Your output should contain every record, unchanged.

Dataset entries
▽
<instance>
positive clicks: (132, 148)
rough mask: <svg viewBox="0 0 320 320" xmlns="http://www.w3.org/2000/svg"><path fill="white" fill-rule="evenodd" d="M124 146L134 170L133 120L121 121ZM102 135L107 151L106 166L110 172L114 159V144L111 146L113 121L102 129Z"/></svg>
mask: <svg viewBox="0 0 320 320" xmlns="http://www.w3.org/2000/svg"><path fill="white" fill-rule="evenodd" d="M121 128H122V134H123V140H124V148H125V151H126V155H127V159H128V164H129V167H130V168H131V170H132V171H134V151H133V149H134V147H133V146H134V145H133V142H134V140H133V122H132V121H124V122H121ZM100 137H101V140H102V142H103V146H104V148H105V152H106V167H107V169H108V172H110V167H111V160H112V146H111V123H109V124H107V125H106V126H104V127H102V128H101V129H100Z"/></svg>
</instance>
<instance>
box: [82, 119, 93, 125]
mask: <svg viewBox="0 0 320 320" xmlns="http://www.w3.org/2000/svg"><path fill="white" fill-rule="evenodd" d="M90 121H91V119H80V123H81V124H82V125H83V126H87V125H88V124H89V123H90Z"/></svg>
△
RESULT:
<instance>
positive clicks: (132, 148)
rough mask: <svg viewBox="0 0 320 320" xmlns="http://www.w3.org/2000/svg"><path fill="white" fill-rule="evenodd" d="M124 146L134 170L133 120L121 121ZM102 135L107 151L106 166L110 172L114 159V144L111 146L113 121L102 129Z"/></svg>
mask: <svg viewBox="0 0 320 320" xmlns="http://www.w3.org/2000/svg"><path fill="white" fill-rule="evenodd" d="M121 128H122V134H123V140H124V148H125V151H126V155H127V159H128V164H129V167H130V168H131V170H132V171H134V151H133V149H134V147H133V146H134V145H133V142H134V140H133V122H132V121H124V122H121ZM100 137H101V140H102V142H103V146H104V148H105V152H106V167H107V169H108V172H110V167H111V160H112V146H111V123H109V124H107V125H106V126H104V127H102V128H101V129H100Z"/></svg>
</instance>
<instance>
box: [82, 119, 93, 125]
mask: <svg viewBox="0 0 320 320" xmlns="http://www.w3.org/2000/svg"><path fill="white" fill-rule="evenodd" d="M90 121H91V119H80V123H81V124H82V125H83V126H87V125H88V124H89V123H90Z"/></svg>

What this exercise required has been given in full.